> _Task item_: Please reproduce the entries exactly, skipping each picture.

Point-per-instance localization data:
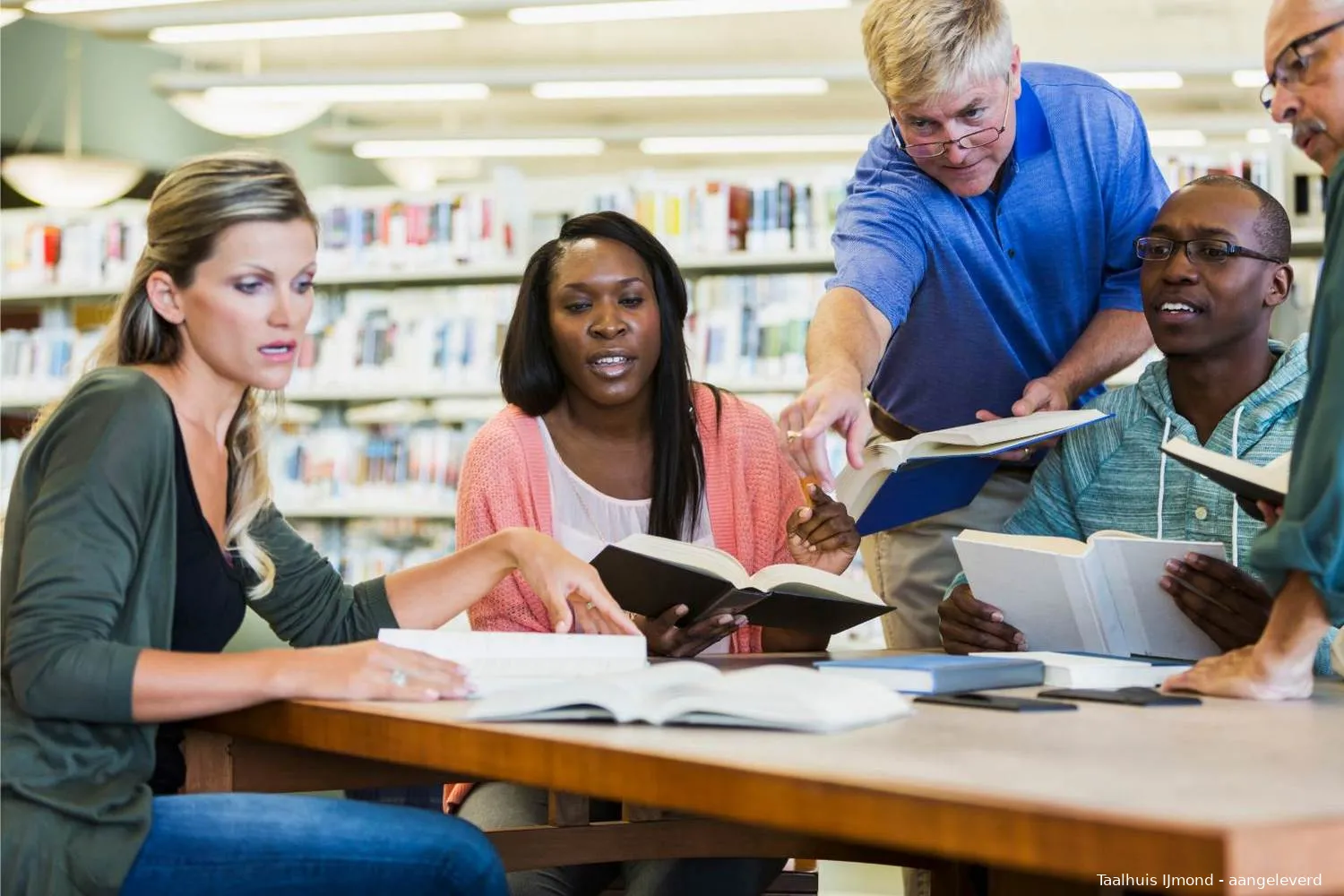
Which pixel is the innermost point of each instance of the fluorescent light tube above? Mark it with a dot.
(1144, 80)
(1249, 78)
(306, 27)
(661, 89)
(349, 93)
(478, 148)
(59, 7)
(753, 144)
(1176, 139)
(660, 10)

> _Expected output_:
Which pixel is the innermost point of each instance of the fluorescent light tube above? Mark it with a dot.
(1144, 80)
(1249, 78)
(306, 27)
(661, 89)
(349, 93)
(478, 148)
(59, 7)
(753, 144)
(1176, 139)
(660, 10)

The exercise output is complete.